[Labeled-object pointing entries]
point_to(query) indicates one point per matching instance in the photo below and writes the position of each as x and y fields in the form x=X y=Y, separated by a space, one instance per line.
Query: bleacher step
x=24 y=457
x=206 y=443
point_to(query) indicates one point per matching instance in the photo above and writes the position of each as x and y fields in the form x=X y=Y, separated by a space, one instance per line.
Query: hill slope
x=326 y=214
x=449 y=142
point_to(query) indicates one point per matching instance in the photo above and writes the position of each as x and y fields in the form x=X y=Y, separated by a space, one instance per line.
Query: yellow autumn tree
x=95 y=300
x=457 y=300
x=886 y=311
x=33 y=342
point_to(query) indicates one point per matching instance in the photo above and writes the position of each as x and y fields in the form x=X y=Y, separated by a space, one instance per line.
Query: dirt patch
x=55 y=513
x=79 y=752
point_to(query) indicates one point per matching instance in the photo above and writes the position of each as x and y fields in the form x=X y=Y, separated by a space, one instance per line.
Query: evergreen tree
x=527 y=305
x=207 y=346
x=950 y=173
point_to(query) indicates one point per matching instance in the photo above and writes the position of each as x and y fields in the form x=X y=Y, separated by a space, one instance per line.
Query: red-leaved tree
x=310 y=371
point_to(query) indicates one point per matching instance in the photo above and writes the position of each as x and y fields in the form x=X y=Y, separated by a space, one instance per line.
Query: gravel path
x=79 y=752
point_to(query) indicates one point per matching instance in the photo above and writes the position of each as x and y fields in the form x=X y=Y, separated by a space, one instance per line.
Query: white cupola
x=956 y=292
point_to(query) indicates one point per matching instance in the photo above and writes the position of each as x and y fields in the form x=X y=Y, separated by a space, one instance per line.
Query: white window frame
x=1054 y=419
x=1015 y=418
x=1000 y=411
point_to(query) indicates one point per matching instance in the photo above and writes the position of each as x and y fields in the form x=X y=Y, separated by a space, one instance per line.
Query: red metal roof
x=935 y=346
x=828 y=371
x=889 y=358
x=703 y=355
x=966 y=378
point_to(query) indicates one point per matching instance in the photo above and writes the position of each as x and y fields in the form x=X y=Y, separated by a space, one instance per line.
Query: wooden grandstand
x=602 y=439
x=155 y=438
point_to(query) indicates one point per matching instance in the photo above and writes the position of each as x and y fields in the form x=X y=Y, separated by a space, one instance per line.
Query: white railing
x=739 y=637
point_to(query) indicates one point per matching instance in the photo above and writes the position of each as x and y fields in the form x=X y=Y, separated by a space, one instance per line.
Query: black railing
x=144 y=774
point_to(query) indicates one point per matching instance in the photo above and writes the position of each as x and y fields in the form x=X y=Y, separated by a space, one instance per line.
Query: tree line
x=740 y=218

WHAT NEEDS TO BE DONE: Convert everything from the start of the records down to the line that contains "x=950 y=173" into a two-column CSV with the headers input and output and one row per entry. Put each entry's text and its answer in a single quoted field apiece, with line breaks turned into spaces.

RESULT OF THIS EXERCISE:
input,output
"point_to(query) indicates one point per matching instance in the photo below and writes the position of each as x and y fields in the form x=X y=Y, separated by a space, one instance per line. Query: bleacher step","x=24 y=457 x=206 y=443"
"point_to(query) indicates one point per matching instance in the photo above and writes the position of each as x and y fields in the form x=X y=Y, separated by a space, one instance per line. Query: hill slope","x=326 y=214 x=449 y=142"
"point_to(query) indicates one point per matching instance in the photo above and writes the position of each as x and y fields in the form x=X y=Y, separated by a space, one instance per line. Query: yellow autumn tree","x=95 y=300 x=457 y=300 x=886 y=311 x=33 y=342"
"point_to(query) indicates one point per matching instance in the photo above and writes the position of each as x and y fields in the form x=X y=Y, separated by a space, one instance per line. Query: dirt patch","x=55 y=513 x=79 y=752"
"point_to(query) indicates one point per matching instance in the photo above and writes the position of each as x and y fields in the form x=X y=Y, separated by a space, one instance per line. Query: evergreen tree","x=527 y=305 x=207 y=346 x=950 y=173"